▸ TASK STATEMENT:
Copy out the line that contains "beach vegetation -> point" and the lines after it through the final one in the entries below, exactly, with no other lines.

▸ SUPPLIED DATA:
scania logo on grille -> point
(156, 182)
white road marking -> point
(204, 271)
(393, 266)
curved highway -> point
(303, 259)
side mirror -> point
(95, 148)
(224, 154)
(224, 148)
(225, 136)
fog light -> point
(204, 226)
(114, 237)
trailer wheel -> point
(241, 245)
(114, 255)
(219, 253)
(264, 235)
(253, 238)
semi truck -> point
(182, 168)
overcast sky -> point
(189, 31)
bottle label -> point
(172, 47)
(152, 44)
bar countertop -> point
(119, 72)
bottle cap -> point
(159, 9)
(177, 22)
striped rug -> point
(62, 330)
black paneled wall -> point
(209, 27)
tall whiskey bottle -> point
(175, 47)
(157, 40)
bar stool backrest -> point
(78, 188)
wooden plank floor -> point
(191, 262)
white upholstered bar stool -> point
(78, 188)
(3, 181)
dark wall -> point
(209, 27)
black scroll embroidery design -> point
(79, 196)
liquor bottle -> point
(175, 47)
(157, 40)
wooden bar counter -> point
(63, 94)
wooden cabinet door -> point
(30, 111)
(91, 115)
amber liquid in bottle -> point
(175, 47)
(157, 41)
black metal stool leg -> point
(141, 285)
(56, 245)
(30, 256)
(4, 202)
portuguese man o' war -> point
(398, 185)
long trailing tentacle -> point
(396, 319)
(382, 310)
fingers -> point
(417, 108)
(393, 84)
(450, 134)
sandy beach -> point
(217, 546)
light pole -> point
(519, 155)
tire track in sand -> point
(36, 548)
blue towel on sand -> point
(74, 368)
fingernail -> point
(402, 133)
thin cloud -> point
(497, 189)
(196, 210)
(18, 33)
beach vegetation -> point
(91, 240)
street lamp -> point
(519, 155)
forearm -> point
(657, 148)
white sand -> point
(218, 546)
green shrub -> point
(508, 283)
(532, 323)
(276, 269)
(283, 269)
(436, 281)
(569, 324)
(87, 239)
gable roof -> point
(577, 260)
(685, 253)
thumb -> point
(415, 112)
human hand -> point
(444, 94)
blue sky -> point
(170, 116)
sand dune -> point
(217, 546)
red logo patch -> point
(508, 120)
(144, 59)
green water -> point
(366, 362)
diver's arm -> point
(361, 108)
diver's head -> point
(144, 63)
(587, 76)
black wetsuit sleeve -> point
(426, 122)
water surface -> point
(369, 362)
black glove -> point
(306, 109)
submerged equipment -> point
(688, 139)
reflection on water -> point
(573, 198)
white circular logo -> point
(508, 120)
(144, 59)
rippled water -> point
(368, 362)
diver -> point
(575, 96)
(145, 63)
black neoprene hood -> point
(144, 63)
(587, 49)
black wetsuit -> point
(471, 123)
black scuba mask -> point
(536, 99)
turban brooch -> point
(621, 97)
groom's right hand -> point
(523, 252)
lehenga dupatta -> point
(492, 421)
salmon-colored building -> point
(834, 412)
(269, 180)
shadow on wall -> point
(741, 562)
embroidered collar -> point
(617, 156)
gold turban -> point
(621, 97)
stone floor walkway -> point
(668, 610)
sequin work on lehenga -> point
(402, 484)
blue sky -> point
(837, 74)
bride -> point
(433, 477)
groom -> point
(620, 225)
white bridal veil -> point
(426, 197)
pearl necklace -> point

▸ SOLUTION:
beach vegetation -> point
(91, 240)
street lamp -> point
(519, 155)
forearm -> point
(657, 148)
white sand -> point
(218, 546)
green shrub -> point
(508, 283)
(532, 323)
(276, 269)
(283, 269)
(436, 281)
(569, 324)
(87, 239)
gable roof -> point
(577, 260)
(685, 253)
thumb -> point
(415, 112)
human hand -> point
(444, 94)
blue sky -> point
(170, 116)
sand dune -> point
(217, 546)
red logo patch -> point
(508, 120)
(144, 59)
green water -> point
(366, 362)
diver's arm -> point
(361, 108)
diver's head -> point
(144, 63)
(587, 76)
black wetsuit sleeve -> point
(426, 122)
water surface -> point
(369, 362)
black glove -> point
(306, 109)
submerged equipment -> point
(688, 139)
reflection on water -> point
(573, 198)
white circular logo -> point
(508, 120)
(144, 59)
rippled water -> point
(368, 362)
diver -> point
(575, 96)
(145, 63)
black neoprene hood -> point
(144, 63)
(587, 49)
black wetsuit -> point
(471, 123)
black scuba mask -> point
(536, 99)
turban brooch -> point
(621, 97)
groom's right hand -> point
(523, 252)
lehenga dupatta -> point
(492, 421)
salmon-colored building -> point
(834, 412)
(269, 180)
shadow on wall -> point
(741, 562)
embroidered collar -> point
(617, 156)
gold turban -> point
(621, 97)
stone floor walkway -> point
(668, 610)
sequin work on lehenga -> point
(402, 484)
blue sky -> point
(837, 74)
bride -> point
(433, 477)
groom -> point
(620, 225)
white bridal veil -> point
(426, 197)
pearl necklace -> point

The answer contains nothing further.